» INSTRUCTIONS TO FOLLOW: Rewrite every line of the items below, replacing "one point per instance" with "a single point for each instance" and changing nothing else. Omit the pictures from your answer.

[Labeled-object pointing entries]
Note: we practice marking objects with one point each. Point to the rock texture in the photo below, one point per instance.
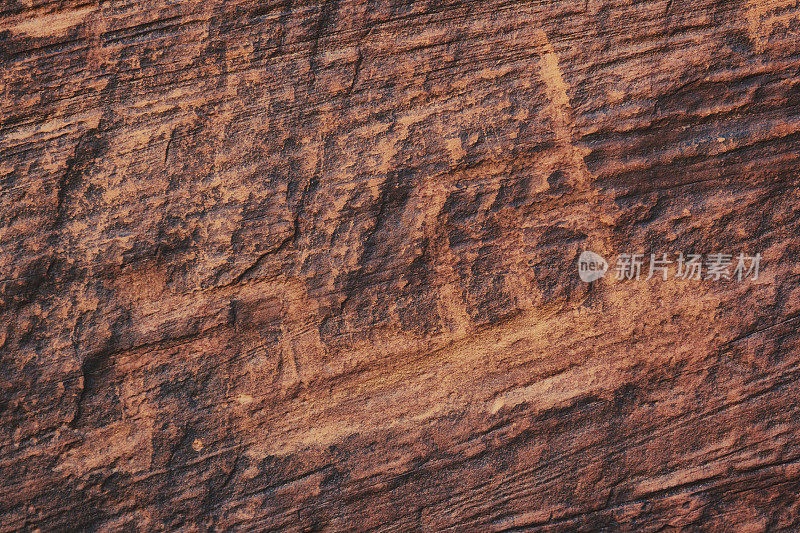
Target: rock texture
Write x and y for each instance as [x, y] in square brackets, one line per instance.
[312, 265]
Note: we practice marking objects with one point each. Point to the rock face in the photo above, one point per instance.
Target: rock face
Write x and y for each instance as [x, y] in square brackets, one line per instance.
[303, 265]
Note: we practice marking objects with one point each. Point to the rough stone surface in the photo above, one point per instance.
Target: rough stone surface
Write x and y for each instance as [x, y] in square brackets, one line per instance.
[301, 265]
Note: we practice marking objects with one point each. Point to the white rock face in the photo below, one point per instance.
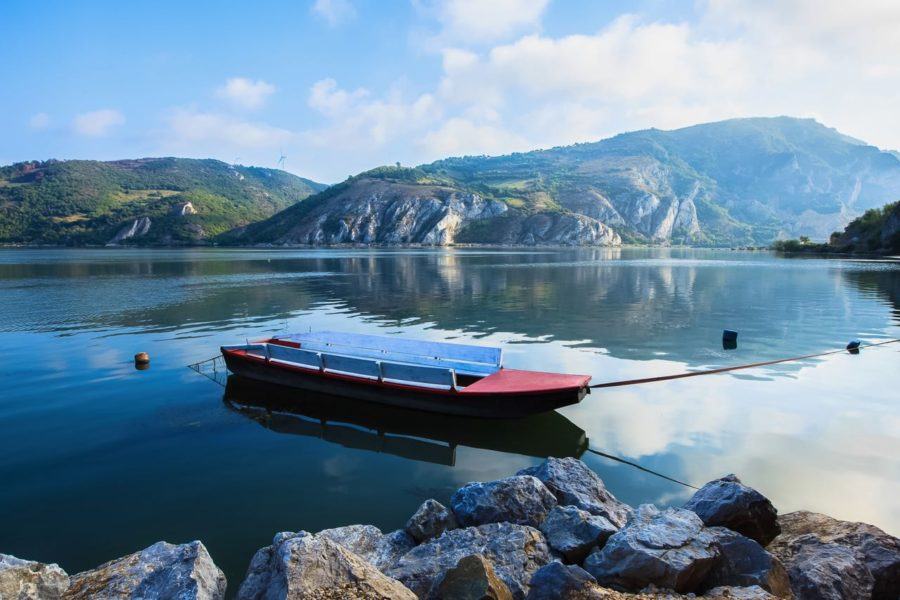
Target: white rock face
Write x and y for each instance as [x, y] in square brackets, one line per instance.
[163, 570]
[301, 565]
[367, 541]
[136, 228]
[184, 209]
[30, 580]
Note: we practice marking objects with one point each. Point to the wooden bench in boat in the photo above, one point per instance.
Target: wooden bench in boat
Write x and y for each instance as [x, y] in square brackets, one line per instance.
[462, 379]
[435, 374]
[463, 359]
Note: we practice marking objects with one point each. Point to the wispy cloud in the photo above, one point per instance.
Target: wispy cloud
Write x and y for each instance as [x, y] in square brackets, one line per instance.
[39, 121]
[213, 130]
[334, 12]
[478, 21]
[245, 93]
[97, 123]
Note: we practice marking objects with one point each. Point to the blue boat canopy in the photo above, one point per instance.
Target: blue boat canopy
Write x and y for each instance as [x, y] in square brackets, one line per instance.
[462, 358]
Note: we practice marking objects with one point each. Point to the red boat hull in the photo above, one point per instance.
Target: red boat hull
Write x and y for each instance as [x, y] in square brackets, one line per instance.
[506, 394]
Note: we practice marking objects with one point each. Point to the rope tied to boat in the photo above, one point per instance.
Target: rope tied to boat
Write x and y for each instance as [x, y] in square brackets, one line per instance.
[733, 368]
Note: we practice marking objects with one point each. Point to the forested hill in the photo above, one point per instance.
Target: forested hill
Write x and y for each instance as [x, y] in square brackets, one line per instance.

» TASK ANSWER:
Note: we practice marking objects with one point each. Point to the rock texture in the photo below, a single point for each instance.
Target: rock texture
Write x and y for each instance as [x, y] in square brackets, one line per instance.
[312, 265]
Note: we practice marking objects with one point each. Point to the rock face in the photo above, a single point for each instance.
Target: rock face
Write x and y for each instance as [x, y] in square brackets, one line per instance.
[303, 265]
Note: we practice marking objects with one point each. Point to the rough stone surface in the photo above, a single point for each instance.
Target: rough stone surface
Write x and y for each instance as [x, y] in square brackets, one line per instance.
[301, 265]
Note: we practice marking objects with one point each. Point to the white rock face in the photo below, a single point for each instance.
Target: white rock face
Write x and y for each instance as [x, y] in square brackets, one line per instance.
[163, 570]
[301, 565]
[367, 541]
[136, 228]
[184, 209]
[30, 580]
Note: we practice marking objects with one point each. Point to the wooden bench in boat in the photo above, a single point for each instance.
Target: wooden bench in boat
Write x and y for each instance as [x, y] in square brackets, one line per instance.
[462, 379]
[435, 374]
[463, 359]
Note: we practice marking objects with one point each. Point to the wispy cloud in the photo above, a single point for each instance.
Target: wispy cloud
Write x and y for each instance as [x, y] in square brackets, one line per instance.
[39, 121]
[213, 130]
[334, 12]
[478, 21]
[245, 93]
[97, 123]
Note: we practice marking objects with one point each. Point to the blue boat canopy in the photo above, a single point for each instance.
Target: blue boat canopy
Write x and y for each instance as [x, y] in square brackets, one line per instance.
[462, 358]
Note: we practice marking objects with one point each. Point to the red boat hull in the photo above, a single point for each instance.
Target: red boat hull
Write x and y for each instance as [x, y] in square brackets, one line per instance.
[506, 394]
Note: we practice marking objects with one point each. Point to the rope tied to boat in the photo above, a single point for each instance.
Target: rope tied to boat
Write x and y for each instance as [x, y] in square brackets, one line per instance.
[733, 368]
Note: we practice marking objects with one point each. Point to the forested hill in the photo above, a single point for each instance.
Target: forested hill
Write x and y for each instance as [x, y] in square brackets, one line per instance.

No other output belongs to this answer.